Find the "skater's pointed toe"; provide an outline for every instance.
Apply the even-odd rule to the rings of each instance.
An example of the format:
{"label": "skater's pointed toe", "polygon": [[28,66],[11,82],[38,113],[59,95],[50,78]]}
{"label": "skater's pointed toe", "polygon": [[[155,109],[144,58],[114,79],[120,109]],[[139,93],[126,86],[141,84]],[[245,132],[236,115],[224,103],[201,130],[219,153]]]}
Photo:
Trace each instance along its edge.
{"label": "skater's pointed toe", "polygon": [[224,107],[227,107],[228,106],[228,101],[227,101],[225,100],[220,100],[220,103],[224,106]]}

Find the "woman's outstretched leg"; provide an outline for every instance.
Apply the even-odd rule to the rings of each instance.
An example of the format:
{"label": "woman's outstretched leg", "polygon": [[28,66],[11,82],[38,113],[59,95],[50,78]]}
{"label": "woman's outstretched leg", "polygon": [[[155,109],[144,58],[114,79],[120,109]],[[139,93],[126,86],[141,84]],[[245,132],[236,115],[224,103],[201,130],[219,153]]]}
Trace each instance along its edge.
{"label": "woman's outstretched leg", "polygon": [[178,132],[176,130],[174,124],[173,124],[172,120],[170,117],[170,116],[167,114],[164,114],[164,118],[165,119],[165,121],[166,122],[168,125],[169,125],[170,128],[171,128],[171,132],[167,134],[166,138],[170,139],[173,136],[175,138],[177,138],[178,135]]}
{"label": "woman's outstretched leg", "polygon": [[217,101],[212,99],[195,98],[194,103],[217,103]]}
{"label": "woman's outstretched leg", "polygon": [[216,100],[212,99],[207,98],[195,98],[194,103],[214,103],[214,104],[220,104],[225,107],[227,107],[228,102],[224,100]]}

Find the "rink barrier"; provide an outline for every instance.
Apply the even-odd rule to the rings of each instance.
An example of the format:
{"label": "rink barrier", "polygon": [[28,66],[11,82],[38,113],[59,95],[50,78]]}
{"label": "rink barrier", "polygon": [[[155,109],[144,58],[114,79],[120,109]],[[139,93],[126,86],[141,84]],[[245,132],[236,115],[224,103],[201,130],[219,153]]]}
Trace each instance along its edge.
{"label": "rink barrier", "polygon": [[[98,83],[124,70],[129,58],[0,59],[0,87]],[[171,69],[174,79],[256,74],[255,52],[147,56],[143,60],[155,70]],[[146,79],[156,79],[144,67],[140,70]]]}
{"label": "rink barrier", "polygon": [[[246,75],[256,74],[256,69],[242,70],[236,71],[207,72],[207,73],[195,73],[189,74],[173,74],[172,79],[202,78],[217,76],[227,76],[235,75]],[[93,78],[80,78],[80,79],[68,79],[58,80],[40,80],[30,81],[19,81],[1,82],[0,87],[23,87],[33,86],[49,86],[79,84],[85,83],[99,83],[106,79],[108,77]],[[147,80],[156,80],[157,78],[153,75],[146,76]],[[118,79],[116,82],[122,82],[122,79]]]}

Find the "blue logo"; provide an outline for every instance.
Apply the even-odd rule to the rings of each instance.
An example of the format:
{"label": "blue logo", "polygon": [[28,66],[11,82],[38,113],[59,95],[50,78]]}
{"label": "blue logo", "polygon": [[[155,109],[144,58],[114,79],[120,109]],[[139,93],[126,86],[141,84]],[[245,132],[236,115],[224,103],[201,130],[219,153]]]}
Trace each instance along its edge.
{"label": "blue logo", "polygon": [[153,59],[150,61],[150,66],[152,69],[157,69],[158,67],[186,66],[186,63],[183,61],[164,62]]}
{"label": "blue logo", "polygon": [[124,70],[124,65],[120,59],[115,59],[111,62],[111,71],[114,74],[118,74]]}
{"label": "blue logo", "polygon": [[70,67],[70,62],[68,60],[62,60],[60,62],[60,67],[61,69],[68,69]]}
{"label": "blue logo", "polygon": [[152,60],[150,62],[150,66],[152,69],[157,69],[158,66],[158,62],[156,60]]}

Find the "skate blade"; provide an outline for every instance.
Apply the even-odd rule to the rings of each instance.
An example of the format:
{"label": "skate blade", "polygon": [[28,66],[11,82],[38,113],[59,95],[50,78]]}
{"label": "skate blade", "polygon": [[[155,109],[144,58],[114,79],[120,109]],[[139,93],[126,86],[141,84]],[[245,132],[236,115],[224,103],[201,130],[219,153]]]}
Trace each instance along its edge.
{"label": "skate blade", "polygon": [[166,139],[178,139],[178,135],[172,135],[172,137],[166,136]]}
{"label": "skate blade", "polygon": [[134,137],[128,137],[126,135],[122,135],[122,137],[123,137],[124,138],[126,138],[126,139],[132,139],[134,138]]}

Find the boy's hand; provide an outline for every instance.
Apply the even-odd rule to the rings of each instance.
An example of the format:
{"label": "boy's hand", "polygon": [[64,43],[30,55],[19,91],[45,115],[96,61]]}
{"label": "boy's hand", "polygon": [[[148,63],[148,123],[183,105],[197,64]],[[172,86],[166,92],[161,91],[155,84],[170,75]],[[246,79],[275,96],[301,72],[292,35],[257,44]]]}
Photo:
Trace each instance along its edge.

Problem to work on:
Reproduce only the lines from the line containing "Find the boy's" to the last line of the material above, both of those lines included.

Completed exercise:
Find the boy's hand; provide an outline for every instance.
Apply the even-odd rule to the rings of each instance.
An example of the format:
{"label": "boy's hand", "polygon": [[64,43],[30,55],[19,91],[45,115],[96,61]]}
{"label": "boy's hand", "polygon": [[[148,63],[148,123],[183,105],[197,64]],[[172,86],[166,92],[161,91],[155,84],[170,75]],[[246,79],[275,96],[301,72],[292,35],[257,44]]]}
Photo:
Trace each instance along its edge.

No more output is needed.